▶ _DIRECTIVE_: Collect every line in the rows below that contains the string "doorway", and copy each one.
-- GIVEN DATA start --
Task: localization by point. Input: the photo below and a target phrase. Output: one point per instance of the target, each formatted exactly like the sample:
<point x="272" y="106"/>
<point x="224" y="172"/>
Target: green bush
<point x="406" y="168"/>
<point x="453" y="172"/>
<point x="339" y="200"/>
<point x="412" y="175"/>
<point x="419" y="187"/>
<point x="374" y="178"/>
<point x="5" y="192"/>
-- GIVEN DATA end --
-- GIVEN DATA start --
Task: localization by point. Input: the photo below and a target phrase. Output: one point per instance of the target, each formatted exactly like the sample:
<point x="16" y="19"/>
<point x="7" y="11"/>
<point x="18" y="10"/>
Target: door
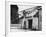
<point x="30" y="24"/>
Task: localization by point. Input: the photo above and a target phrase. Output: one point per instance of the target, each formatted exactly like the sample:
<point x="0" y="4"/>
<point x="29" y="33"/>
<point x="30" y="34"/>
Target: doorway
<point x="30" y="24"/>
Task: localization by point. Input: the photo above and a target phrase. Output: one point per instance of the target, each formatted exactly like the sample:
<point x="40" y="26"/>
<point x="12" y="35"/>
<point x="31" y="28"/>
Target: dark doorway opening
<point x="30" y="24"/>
-- GIVEN DATA end --
-- GIVEN DATA start --
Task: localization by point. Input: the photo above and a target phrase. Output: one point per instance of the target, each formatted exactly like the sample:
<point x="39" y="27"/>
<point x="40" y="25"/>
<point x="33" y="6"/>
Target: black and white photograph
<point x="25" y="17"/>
-- GIVEN DATA end --
▶ _RESPONSE TO THE TASK_:
Target: doorway
Target: dark doorway opening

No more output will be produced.